▶ **Text block**
The mining of bauxite in Suriname has been known since 1915 and its export dates back to 1922, with the start of its exploitation by the American company Alcoa. Suriname's production was 280,000 tonnes, on average, before 1939, and it reached 2,699,000 tonnes in 1951, eight times more, then 3,421,000 in 1954 and 3,377,000 in 1957. The strategic nature of this resource allowed Suriname to benefit from the protection of the United States during World War II, and to attract investments from large companies such as Shell, BHP and Alcoa.

Afobaka Dam was built between 1961 and 1964 on the Suriname River to produce energy for the electrolysis process for the production of aluminium from bauxite at the Suralco alumina refinery which was managed by Alcoa from 1965 to 2017.

== Iron ==
To a lesser extent compared to other minerals, Suriname also produces iron.

== Hydrocarbons ==
In January 2020, the French and American oil companies Total and Apache announced that they had made a major discovery of oil and gas off the coast of Suriname. In September 2020, US Secretary of State Mike Pompeo visited Suriname to discuss the country's oil potential, meets with and congratulates new President Chan Santokhi, and touted U.S. companies facing competition from China to exploit the country's natural resources.

== Controversies ==
Illegal mining is a large problem in Suriname.

▶ **Extracted data**
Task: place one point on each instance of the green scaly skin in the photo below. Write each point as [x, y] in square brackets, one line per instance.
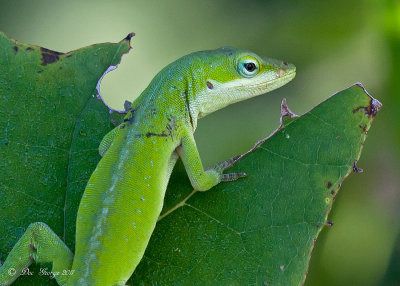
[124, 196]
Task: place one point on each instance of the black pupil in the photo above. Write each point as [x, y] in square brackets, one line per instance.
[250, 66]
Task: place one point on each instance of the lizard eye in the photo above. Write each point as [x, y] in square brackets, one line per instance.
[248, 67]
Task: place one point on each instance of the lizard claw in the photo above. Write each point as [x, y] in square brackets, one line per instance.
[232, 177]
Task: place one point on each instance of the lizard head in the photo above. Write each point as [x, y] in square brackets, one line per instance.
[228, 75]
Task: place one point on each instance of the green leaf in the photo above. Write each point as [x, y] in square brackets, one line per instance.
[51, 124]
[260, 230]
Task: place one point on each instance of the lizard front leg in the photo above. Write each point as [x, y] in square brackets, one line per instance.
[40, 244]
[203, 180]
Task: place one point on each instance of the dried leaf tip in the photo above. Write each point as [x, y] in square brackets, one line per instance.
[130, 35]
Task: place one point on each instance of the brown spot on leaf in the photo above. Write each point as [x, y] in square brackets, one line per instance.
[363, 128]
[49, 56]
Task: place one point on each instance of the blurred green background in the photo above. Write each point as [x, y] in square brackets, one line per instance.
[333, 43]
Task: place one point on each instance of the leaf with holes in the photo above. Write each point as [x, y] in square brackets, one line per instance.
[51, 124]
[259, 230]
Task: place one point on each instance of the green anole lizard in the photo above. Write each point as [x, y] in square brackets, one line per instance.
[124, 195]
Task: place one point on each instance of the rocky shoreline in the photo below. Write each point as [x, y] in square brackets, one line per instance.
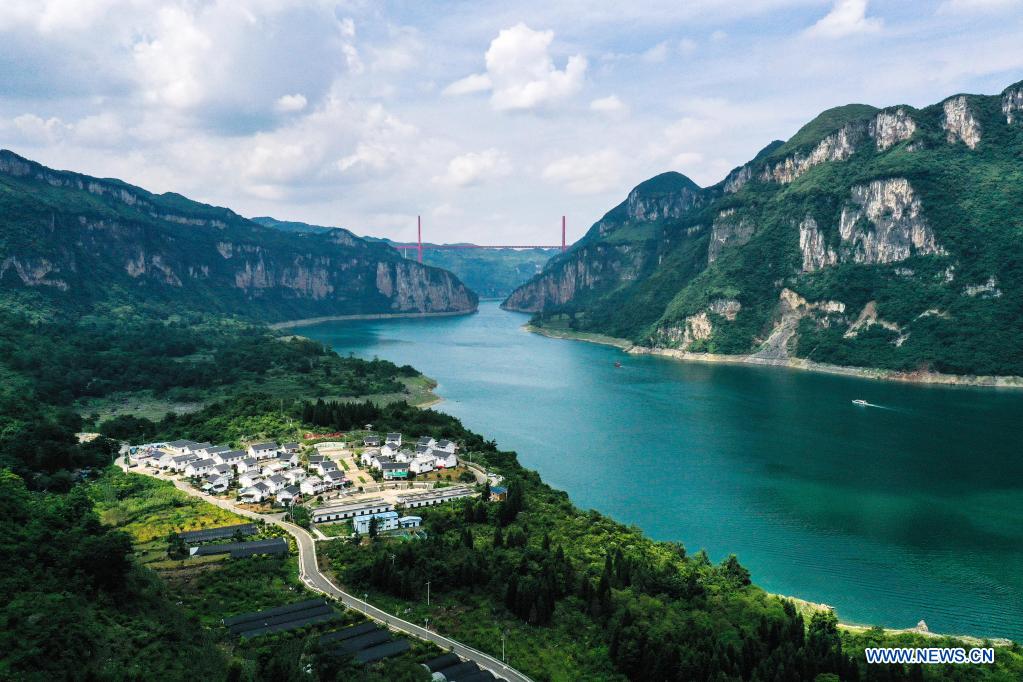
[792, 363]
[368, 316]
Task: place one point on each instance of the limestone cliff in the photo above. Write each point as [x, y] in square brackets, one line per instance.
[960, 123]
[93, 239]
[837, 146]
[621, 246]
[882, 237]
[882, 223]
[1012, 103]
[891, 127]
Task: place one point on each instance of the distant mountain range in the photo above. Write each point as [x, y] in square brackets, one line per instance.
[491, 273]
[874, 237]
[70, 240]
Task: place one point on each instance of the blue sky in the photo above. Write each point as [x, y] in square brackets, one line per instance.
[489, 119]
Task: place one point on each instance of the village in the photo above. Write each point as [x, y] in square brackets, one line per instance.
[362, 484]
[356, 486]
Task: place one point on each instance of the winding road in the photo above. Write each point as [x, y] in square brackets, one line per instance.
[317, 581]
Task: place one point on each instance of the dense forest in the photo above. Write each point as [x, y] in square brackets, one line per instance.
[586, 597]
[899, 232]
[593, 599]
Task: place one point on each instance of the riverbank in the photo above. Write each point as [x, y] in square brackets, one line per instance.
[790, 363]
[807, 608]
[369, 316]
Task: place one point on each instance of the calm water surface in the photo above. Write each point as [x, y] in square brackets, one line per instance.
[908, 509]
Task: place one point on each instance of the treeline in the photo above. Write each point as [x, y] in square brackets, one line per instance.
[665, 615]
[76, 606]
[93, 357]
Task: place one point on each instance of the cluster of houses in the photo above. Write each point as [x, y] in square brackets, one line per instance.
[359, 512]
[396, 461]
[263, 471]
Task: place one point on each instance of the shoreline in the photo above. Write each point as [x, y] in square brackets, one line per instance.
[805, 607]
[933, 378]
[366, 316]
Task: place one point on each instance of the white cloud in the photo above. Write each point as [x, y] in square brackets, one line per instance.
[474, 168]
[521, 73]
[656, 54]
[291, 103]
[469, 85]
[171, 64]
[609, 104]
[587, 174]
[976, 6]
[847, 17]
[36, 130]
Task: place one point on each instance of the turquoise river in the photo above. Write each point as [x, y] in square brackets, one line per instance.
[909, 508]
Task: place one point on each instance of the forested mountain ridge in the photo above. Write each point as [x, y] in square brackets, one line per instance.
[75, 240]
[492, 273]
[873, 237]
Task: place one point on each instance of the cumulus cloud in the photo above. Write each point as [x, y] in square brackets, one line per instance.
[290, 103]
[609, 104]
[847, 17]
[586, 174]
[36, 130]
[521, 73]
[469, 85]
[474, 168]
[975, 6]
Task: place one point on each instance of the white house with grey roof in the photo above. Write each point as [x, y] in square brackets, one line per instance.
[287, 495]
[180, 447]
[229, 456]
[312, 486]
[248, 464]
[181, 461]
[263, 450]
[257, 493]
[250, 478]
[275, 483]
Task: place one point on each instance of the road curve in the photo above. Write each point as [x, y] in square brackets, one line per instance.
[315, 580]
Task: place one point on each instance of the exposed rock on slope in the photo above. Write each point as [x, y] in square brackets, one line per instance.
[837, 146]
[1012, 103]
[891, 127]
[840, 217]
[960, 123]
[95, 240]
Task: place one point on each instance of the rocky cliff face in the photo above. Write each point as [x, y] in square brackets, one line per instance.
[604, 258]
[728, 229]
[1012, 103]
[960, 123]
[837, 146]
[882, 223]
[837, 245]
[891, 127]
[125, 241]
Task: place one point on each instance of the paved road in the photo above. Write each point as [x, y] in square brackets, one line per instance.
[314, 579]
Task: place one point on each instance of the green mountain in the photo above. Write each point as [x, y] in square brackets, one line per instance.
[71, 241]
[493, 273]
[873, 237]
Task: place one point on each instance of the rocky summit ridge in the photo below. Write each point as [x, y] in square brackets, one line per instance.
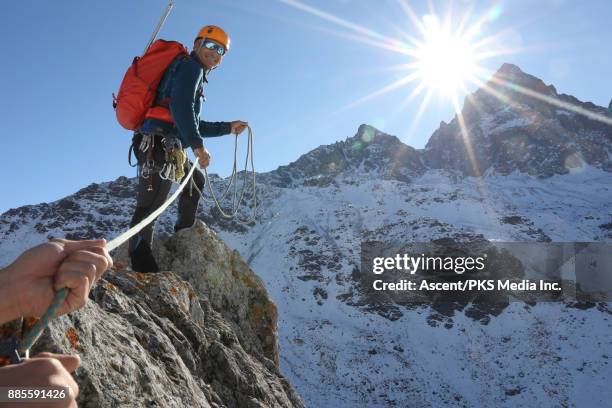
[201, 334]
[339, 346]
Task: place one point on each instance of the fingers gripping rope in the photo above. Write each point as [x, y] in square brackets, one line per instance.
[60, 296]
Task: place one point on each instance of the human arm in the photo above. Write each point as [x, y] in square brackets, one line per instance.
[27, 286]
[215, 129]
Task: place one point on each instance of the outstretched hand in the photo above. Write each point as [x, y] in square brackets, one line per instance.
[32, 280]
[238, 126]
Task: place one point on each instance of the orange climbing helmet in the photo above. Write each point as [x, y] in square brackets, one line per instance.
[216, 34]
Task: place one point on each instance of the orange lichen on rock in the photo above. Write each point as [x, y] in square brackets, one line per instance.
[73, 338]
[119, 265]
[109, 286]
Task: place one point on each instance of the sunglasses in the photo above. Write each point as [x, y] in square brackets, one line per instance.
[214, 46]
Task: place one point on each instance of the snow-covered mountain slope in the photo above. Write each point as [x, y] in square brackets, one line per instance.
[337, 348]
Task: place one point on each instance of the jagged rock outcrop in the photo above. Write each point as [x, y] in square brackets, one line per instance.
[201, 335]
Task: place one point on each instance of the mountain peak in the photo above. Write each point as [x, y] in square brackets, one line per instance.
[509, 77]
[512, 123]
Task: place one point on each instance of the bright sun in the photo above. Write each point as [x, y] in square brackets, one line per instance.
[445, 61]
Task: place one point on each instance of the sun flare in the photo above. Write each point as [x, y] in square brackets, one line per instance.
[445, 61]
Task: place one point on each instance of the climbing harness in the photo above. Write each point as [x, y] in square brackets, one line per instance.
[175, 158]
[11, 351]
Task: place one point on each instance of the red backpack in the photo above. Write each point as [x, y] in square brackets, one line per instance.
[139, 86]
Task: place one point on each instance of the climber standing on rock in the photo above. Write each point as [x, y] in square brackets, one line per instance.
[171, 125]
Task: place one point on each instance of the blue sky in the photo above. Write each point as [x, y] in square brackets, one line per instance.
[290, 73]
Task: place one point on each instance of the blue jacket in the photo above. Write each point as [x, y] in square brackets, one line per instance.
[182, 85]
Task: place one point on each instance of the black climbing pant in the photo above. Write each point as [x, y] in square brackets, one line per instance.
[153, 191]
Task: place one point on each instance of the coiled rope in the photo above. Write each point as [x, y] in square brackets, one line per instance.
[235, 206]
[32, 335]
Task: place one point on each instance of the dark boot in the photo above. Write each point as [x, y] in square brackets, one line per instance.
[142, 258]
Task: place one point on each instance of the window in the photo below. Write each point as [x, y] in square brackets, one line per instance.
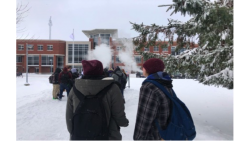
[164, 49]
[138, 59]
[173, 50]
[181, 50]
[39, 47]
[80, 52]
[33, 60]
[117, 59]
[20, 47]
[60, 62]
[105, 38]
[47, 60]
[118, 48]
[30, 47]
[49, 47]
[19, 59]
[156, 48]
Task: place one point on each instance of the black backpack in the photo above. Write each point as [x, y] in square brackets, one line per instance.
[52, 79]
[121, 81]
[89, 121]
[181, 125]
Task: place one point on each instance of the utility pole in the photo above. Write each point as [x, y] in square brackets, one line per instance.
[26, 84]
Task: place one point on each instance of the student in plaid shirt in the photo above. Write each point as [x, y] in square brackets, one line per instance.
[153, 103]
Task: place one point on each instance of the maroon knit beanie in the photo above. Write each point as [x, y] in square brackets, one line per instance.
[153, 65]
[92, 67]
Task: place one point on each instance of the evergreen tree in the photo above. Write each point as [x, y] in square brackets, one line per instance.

▶ **Exercise requirements**
From the text on mining in Suriname, copy out word for word the part that opens with the words "Afobaka Dam was" and closes with "problem in Suriname.".

▶ **Result of the exercise**
Afobaka Dam was built between 1961 and 1964 on the Suriname River to produce energy for the electrolysis process for the production of aluminium from bauxite at the Suralco alumina refinery which was managed by Alcoa from 1965 to 2017.

== Iron ==
To a lesser extent compared to other minerals, Suriname also produces iron.

== Hydrocarbons ==
In January 2020, the French and American oil companies Total and Apache announced that they had made a major discovery of oil and gas off the coast of Suriname. In September 2020, US Secretary of State Mike Pompeo visited Suriname to discuss the country's oil potential, meets with and congratulates new President Chan Santokhi, and touted U.S. companies facing competition from China to exploit the country's natural resources.

== Controversies ==
Illegal mining is a large problem in Suriname.